* Exercise objective: Update all of the data below by replacing each occurrence of "dividing" with "separating", keeping everything else the same.

* Records provided:
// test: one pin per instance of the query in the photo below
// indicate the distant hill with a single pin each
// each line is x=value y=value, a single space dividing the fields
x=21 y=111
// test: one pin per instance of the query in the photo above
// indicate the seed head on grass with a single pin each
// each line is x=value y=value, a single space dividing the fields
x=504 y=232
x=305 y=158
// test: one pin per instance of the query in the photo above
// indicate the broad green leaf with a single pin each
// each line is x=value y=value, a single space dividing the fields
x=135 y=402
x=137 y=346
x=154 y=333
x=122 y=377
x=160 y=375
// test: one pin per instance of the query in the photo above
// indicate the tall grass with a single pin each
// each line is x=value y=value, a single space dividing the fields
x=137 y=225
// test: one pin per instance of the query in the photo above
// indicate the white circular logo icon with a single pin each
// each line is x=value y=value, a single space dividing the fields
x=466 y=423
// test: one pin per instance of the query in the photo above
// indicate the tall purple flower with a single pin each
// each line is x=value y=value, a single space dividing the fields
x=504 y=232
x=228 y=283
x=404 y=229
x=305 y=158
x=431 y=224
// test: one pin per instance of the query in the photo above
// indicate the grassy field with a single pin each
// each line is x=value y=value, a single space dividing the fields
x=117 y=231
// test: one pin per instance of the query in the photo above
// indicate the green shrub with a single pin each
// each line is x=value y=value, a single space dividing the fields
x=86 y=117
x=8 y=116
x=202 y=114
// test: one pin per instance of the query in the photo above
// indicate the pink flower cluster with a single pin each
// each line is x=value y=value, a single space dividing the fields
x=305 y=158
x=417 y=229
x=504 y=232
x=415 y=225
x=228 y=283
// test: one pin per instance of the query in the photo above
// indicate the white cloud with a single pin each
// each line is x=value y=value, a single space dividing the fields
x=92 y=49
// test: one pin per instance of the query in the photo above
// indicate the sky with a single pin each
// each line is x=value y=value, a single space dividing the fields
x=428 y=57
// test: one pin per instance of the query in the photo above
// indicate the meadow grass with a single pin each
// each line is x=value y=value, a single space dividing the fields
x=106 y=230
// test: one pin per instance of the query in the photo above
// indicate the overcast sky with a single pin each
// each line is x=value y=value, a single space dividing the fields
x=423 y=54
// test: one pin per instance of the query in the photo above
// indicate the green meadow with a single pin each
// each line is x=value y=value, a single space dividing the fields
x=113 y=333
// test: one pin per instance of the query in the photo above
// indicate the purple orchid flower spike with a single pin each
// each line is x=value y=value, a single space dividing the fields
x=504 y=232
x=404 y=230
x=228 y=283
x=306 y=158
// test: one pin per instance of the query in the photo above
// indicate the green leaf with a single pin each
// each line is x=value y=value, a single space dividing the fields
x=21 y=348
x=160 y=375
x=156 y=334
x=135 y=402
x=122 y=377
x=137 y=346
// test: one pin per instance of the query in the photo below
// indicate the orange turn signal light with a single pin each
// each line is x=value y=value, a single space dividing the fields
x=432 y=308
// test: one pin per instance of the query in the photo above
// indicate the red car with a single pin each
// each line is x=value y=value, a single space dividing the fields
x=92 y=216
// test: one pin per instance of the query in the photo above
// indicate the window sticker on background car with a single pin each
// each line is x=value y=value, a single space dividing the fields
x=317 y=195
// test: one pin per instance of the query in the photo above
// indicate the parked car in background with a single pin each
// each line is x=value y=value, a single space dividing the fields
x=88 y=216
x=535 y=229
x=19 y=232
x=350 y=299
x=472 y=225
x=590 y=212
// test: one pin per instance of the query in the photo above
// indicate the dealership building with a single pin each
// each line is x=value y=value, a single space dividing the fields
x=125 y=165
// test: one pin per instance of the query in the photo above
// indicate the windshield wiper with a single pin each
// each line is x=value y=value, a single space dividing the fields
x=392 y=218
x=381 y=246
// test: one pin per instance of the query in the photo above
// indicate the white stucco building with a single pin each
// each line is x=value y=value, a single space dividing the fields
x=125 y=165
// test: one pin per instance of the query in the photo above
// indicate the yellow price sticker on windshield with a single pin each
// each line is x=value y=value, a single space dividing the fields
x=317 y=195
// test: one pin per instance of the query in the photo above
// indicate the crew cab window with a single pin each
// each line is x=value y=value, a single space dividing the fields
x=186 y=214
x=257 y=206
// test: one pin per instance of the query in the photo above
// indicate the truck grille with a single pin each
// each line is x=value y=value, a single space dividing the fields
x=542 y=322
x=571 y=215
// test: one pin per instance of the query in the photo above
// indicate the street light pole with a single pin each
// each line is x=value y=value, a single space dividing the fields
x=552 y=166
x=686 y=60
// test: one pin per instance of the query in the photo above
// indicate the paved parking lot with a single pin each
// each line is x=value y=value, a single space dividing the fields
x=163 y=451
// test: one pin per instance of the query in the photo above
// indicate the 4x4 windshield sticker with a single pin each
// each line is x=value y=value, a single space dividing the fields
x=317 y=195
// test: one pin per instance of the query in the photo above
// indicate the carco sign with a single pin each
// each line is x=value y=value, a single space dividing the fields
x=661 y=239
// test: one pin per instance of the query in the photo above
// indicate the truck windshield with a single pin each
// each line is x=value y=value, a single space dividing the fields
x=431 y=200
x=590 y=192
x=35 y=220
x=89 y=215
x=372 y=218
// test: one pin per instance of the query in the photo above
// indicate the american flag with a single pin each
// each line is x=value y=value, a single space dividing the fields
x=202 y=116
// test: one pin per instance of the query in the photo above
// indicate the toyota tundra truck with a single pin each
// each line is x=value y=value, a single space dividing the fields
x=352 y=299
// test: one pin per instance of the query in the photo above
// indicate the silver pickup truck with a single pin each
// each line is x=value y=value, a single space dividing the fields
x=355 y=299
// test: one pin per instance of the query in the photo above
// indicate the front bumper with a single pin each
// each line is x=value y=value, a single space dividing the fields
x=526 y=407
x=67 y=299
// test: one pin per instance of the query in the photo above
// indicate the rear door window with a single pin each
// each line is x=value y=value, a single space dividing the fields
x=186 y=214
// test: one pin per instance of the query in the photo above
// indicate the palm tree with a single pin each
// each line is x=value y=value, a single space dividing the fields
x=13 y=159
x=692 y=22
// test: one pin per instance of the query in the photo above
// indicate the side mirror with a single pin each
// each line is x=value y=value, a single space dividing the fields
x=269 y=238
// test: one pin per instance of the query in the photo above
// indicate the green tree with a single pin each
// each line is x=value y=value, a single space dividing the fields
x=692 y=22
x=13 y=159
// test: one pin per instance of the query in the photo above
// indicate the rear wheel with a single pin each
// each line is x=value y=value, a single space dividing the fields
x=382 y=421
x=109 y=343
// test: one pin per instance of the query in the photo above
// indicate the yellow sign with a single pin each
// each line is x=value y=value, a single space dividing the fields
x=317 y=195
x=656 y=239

* Solution to this exercise:
// test: one pin per instance of the query in the photo below
// indicate the distant hill with a single pin each
// each line is x=value y=value, a single space separating the fields
x=21 y=111
// test: one pin per instance of the query in the photo above
// indicate the seed head on grass with a single pin each
// each line is x=value y=value, a single space separating the fields
x=504 y=232
x=305 y=158
// test: one pin per instance of the query in the photo above
// indicate the broad green leaf with a single pin each
// each line is x=value y=value, a single space separating the fields
x=135 y=402
x=137 y=346
x=154 y=333
x=122 y=377
x=160 y=375
// test: one pin per instance of the query in the photo above
// indicate the tall grass with a single pin each
// each line is x=value y=value, a single space separating the fields
x=137 y=225
// test: one pin per instance of the query in the photo above
// indicate the white circular logo icon with a single pin each
// each line is x=value y=value, a single space separating the fields
x=466 y=423
// test: one pin per instance of the query in the photo above
// indicate the tall purple flower with a single pin each
// each line is x=value y=value, a single space separating the fields
x=504 y=232
x=228 y=283
x=404 y=229
x=305 y=158
x=431 y=224
// test: one pin per instance of the query in the photo above
// indicate the grassy field with a single pin each
// each line is x=value y=value, a single space separating the fields
x=117 y=231
// test: one pin per instance of the query in the photo above
// indicate the green shrub with a single pin each
// each line is x=value y=value, a single space separating the fields
x=86 y=117
x=8 y=116
x=202 y=114
// test: one pin per instance of the query in the photo above
// indicate the pink flower cluster with a single pin each
// each line is x=value y=value, a single space separating the fields
x=305 y=158
x=417 y=229
x=504 y=232
x=415 y=225
x=228 y=283
// test: one pin per instance of the query in the photo above
// indicate the white cloud with a single pin each
// each line is x=value y=value, a single space separating the fields
x=92 y=49
// test: one pin per instance of the query in the photo above
// indicate the sky with a single pin each
// each line is x=value y=value, a single space separating the fields
x=428 y=57
// test: one pin per instance of the query in the photo above
// indicate the meadow grass with a single pin each
// each line is x=value y=value, a single space separating the fields
x=106 y=230
// test: one pin per instance of the query in the photo above
// indicate the overcast sky with a single pin each
// each line is x=value y=value, a single space separating the fields
x=423 y=54
// test: one pin per instance of the query in the photo above
// indicate the green meadow with a single pin each
// each line is x=value y=value, a single space separating the fields
x=113 y=333
// test: one pin per instance of the query in the photo above
// indicate the purple orchid flower spike with a single pin each
// each line is x=value y=value, a single space separating the fields
x=504 y=232
x=404 y=230
x=228 y=283
x=306 y=158
// test: one pin per instance of the query in the photo above
// indicate the green leaf with a single pin each
// each line is x=value y=value, a single space separating the fields
x=21 y=348
x=160 y=375
x=156 y=334
x=135 y=402
x=122 y=377
x=137 y=346
// test: one pin per instance of the query in the photo below
// indicate the orange turn signal light with a single pin each
// each line is x=value y=value, a single space separating the fields
x=432 y=308
// test: one pin per instance of the query in the photo above
// indicate the red car with a single pin each
// each line is x=value y=value, a single space separating the fields
x=92 y=216
// test: one pin per instance of the query in the photo above
// indicate the window sticker on background car with a single pin each
// each line is x=value y=value, a single space separating the fields
x=317 y=195
// test: one pin per instance of the query in the photo above
// indicate the parked car in background with a single pin each
// each line is x=value y=value, a single space separating the fields
x=88 y=216
x=535 y=229
x=19 y=232
x=350 y=299
x=472 y=225
x=590 y=212
// test: one pin per instance of the query in the photo above
// indicate the dealership building with a single pin each
// each line is x=value y=value, a single space separating the fields
x=125 y=165
// test: one pin per instance of the query in the photo above
// indicate the windshield wiper with a single pin each
// each line is x=value y=value, a single space separating the fields
x=392 y=218
x=381 y=246
// test: one pin per instance of the query in the photo above
// indicate the white stucco building with a single pin each
// each line is x=value y=value, a single space separating the fields
x=125 y=165
// test: one pin per instance of the query in the photo above
// indicate the yellow price sticker on windshield with a single pin each
// each line is x=value y=value, a single space separating the fields
x=317 y=195
// test: one pin per instance of the query in the photo above
// indicate the crew cab window with a single pin each
// each line is x=value y=value, a single space separating the fields
x=186 y=214
x=257 y=206
// test: one pin per instance of the query in the photo above
// indicate the truck grille with a single pin each
// each line is x=value y=value, a single space separating the fields
x=542 y=322
x=571 y=215
// test: one pin per instance of the query in the photo above
// indicate the street light pole with a single pin each
// each line is x=value y=value, a single space separating the fields
x=552 y=166
x=686 y=60
// test: one pin per instance of the query in the photo above
// indicate the paved parking lot with a single pin each
// each line is x=value y=value, a single space separating the fields
x=163 y=451
// test: one pin per instance of the query in the photo above
// indicate the 4x4 windshield sticker with a single pin each
// each line is x=value y=value, a single space separating the fields
x=317 y=195
// test: one pin per instance of the query in the photo above
// indicate the carco sign with a single pin each
// each line is x=value y=value, a single space separating the fields
x=661 y=239
// test: one pin per instance of the query in the photo above
// indicate the truck windshield with a single pin each
// each line is x=value y=value, a single space separating the fields
x=431 y=200
x=590 y=192
x=35 y=220
x=89 y=215
x=372 y=218
// test: one pin per instance of the query in the photo above
// indicate the american flag with a single pin each
// each line is x=value y=value, a single space separating the fields
x=202 y=116
// test: one pin per instance of the query in the photo above
// indicate the toyota tundra truck with a single pin each
// each line is x=value y=value, a single space separating the fields
x=352 y=299
// test: one pin per instance of the query in the photo above
// indicate the silver pickup truck with a single pin each
// each line is x=value y=value, a single space separating the fields
x=355 y=299
// test: one pin per instance of the query in the photo above
// indicate the front bumper with a single pin each
// each line is x=value y=value, a single space separating the fields
x=526 y=407
x=67 y=299
// test: one pin per instance of the query in the photo above
// indicate the rear door window with a single pin each
// each line is x=value y=value, a single space separating the fields
x=186 y=214
// test: one pin per instance of the query in the photo above
// indicate the palm tree with a single pin each
// each line is x=value y=value, a single space separating the fields
x=13 y=159
x=692 y=22
// test: one pin per instance of the query in the photo above
// indicate the side mirror with a single pin each
// each line is x=value y=value, a single space separating the fields
x=269 y=238
// test: one pin per instance of the query in the photo above
// indicate the green tree with a single pin each
// each line is x=value y=value, a single space separating the fields
x=692 y=22
x=13 y=159
// test: one pin per instance of the query in the photo above
// indicate the rear wheel with a single pin each
// each line is x=value y=value, a single space separating the fields
x=382 y=421
x=109 y=343
// test: one pin per instance of the query in the photo above
// indicate the yellow sign with a single pin each
// each line is x=value y=value, a single space separating the fields
x=317 y=195
x=656 y=239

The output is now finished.